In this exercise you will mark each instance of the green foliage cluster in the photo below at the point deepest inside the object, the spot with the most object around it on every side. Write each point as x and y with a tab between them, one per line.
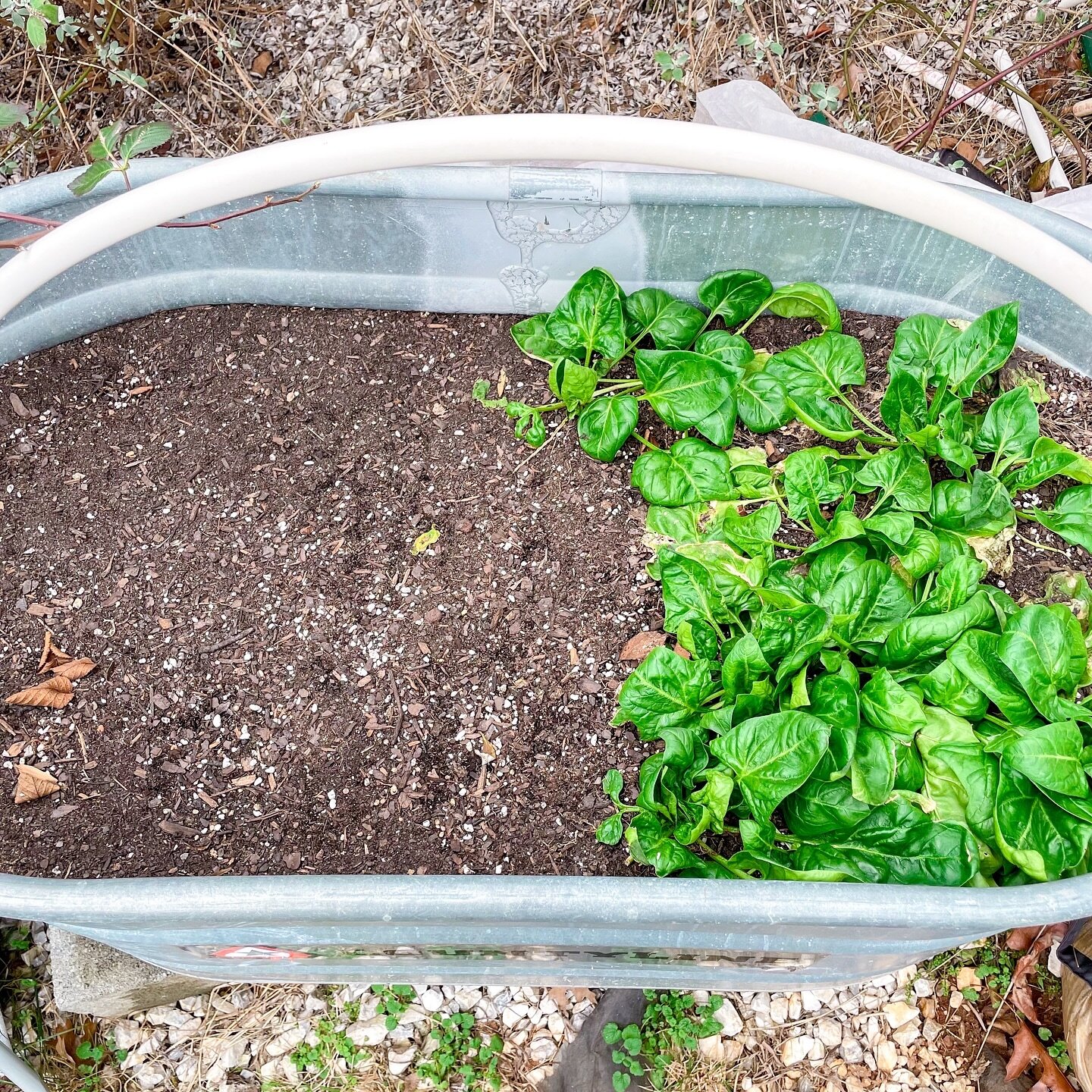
908	722
672	1022
463	1056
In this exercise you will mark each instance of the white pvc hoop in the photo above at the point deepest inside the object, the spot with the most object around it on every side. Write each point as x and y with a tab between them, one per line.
573	138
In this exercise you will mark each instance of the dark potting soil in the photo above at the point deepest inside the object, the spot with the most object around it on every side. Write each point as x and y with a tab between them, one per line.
218	507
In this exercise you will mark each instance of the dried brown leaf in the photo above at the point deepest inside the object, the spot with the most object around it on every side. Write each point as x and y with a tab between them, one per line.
74	669
52	694
640	645
17	404
33	784
261	64
1029	1049
52	657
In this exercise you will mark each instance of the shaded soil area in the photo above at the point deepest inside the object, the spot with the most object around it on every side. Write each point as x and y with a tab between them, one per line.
220	505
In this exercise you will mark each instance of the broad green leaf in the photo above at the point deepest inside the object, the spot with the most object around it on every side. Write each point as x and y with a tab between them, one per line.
868	603
806	300
1070	518
534	341
664	690
888	705
821	806
922	347
762	401
921	638
982	507
573	384
606	425
898	843
1032	833
900	474
1010	426
734	295
772	756
809	485
11	115
949	688
982	349
834	700
975	655
920	555
903	407
657	314
1050	458
1051	758
690	471
590	318
685	388
84	183
1044	650
144	138
729	349
873	769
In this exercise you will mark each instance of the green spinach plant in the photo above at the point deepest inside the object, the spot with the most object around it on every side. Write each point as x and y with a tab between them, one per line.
868	709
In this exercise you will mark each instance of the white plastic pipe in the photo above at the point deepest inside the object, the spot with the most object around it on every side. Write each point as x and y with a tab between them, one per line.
1039	136
573	138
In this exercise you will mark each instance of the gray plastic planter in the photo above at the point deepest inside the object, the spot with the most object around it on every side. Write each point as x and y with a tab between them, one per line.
513	240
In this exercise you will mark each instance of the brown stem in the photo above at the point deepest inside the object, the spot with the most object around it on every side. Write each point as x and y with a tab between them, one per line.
213	222
949	80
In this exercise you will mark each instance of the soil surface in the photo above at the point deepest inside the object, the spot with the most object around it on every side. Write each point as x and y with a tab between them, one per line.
218	507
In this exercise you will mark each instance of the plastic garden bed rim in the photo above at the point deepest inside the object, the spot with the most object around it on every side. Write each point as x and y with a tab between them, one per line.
575	138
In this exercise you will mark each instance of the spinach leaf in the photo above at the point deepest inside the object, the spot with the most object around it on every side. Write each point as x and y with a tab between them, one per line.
975	655
868	603
657	314
981	507
590	318
772	756
903	407
981	349
921	638
664	690
873	769
686	388
1044	649
898	843
1049	458
1051	758
734	295
922	347
1010	426
1070	518
604	427
806	300
690	471
900	474
821	806
535	341
1032	833
888	705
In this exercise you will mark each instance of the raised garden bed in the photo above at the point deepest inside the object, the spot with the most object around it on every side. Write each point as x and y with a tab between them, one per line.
220	507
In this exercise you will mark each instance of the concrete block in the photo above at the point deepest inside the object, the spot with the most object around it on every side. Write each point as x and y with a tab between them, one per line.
99	981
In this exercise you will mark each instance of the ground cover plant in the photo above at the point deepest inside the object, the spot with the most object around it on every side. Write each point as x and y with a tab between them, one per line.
868	708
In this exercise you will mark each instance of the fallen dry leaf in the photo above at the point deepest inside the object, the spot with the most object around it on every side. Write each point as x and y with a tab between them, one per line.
17	404
52	657
261	64
33	784
52	694
74	669
640	645
1037	940
1028	1049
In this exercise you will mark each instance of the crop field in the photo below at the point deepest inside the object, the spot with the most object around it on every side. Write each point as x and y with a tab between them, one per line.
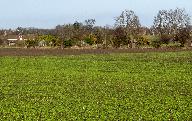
118	86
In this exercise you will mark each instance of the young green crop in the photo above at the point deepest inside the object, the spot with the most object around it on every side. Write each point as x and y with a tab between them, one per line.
143	86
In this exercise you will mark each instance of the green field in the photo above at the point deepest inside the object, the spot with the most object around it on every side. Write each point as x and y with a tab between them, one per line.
133	86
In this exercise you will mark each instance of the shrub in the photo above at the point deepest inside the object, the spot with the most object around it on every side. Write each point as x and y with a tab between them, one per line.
68	43
20	43
165	38
156	42
89	41
182	36
31	43
1	42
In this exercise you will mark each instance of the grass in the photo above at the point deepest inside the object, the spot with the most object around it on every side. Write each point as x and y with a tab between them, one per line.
140	86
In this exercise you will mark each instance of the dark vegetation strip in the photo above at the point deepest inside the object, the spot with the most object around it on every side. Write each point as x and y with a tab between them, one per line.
60	52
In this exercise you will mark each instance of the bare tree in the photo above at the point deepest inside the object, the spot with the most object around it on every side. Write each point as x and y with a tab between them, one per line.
129	21
171	21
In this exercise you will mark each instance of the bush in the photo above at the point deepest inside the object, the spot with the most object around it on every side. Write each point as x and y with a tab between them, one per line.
68	43
31	43
20	43
1	42
165	38
89	41
182	36
156	42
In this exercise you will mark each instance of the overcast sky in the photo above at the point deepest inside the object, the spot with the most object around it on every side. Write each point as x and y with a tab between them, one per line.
49	13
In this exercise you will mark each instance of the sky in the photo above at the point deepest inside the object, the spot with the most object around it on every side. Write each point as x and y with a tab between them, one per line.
49	13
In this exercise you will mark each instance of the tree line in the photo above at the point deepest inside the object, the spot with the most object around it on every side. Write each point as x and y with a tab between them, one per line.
171	28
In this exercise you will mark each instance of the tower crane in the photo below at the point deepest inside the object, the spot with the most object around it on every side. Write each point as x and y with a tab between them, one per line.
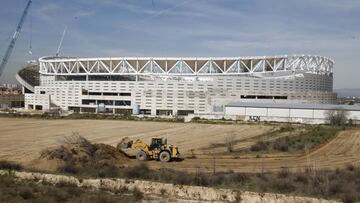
14	38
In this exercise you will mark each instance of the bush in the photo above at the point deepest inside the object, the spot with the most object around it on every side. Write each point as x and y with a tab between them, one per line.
26	192
337	117
140	171
259	146
138	195
10	165
68	167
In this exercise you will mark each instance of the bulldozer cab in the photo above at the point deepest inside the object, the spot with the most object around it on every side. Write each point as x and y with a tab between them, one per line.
157	143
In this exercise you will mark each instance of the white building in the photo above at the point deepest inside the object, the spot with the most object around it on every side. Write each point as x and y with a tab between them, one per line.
176	86
295	113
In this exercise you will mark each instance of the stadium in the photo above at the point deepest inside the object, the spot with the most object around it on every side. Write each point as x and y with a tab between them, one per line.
174	86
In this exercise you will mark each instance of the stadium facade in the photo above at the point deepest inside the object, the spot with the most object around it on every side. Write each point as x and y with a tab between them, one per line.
177	86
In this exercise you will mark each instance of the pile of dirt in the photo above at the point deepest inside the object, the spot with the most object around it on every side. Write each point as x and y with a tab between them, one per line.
78	151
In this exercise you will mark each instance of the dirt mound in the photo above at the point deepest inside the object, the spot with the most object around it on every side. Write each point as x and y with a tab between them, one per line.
78	151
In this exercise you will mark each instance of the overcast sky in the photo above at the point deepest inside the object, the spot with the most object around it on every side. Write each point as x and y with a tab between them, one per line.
187	28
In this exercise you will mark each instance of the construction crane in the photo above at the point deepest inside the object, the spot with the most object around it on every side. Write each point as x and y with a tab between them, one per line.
14	38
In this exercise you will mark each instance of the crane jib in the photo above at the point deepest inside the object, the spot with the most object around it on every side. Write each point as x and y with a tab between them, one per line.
14	38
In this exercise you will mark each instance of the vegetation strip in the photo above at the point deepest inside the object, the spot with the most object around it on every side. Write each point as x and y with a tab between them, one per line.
147	187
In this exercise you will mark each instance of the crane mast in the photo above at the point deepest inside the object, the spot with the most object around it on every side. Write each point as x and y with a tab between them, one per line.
14	38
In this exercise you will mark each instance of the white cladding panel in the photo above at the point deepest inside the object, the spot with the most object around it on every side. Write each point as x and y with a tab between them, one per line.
256	111
235	110
275	112
320	114
301	113
355	115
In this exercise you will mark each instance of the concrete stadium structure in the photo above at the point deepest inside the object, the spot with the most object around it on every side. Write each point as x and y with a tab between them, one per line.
177	86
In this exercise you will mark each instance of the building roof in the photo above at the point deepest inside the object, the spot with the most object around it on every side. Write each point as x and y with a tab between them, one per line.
293	106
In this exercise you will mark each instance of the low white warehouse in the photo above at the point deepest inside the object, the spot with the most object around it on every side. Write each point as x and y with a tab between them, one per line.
300	113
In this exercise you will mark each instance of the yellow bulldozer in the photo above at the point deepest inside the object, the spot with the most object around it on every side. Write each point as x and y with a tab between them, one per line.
158	149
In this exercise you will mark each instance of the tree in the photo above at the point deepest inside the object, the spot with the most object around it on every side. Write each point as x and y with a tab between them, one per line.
230	142
337	117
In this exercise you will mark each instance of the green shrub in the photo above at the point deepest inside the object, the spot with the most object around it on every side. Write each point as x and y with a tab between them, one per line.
259	146
10	165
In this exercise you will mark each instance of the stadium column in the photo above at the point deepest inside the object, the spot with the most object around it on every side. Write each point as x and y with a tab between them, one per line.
153	111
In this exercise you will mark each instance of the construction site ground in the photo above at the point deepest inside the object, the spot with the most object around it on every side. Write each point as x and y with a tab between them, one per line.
22	140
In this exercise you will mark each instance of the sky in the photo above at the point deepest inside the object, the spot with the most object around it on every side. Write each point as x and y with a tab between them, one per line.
102	28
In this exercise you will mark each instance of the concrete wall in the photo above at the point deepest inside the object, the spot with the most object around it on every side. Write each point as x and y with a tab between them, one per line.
312	116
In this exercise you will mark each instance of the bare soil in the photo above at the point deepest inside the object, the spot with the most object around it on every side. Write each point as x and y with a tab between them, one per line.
22	140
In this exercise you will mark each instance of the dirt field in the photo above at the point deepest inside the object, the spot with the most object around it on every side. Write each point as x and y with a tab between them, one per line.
22	139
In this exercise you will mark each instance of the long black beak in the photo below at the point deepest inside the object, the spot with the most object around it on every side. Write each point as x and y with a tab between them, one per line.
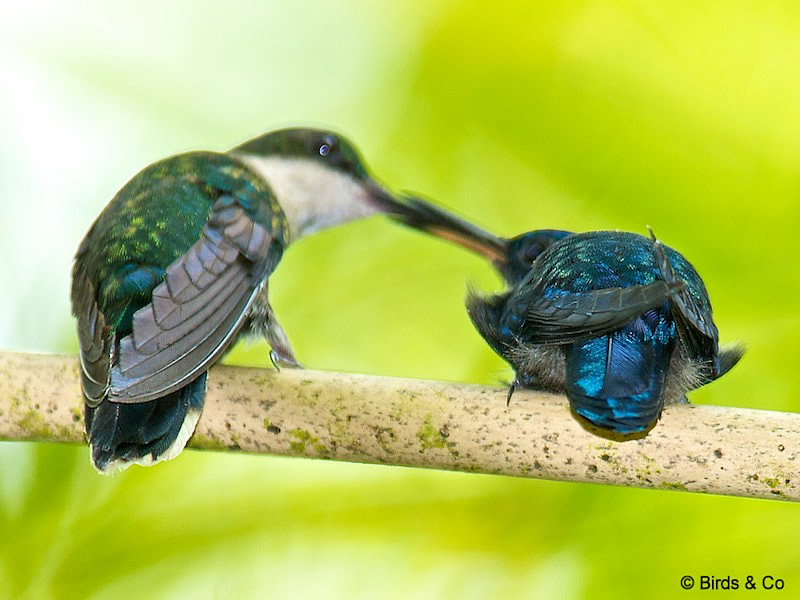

* * * * * * *

SET PROBLEM: Pull out every line of the records above that contains the string "brown", matching case exactly.

WRITTEN RESPONSE:
In this exercise you will mark each instance of the dried brown leaf in the photo above at the point deepest inside the object, the spot with the most object around it on every side. Write each point as x and y with a tab between them, one per line.
In this exercise you will mark each instance of the brown stem in the photo above at the point deepest inside the object, the spot with the most object around it on every side. Write each point as x and y with a tab between them, one per line.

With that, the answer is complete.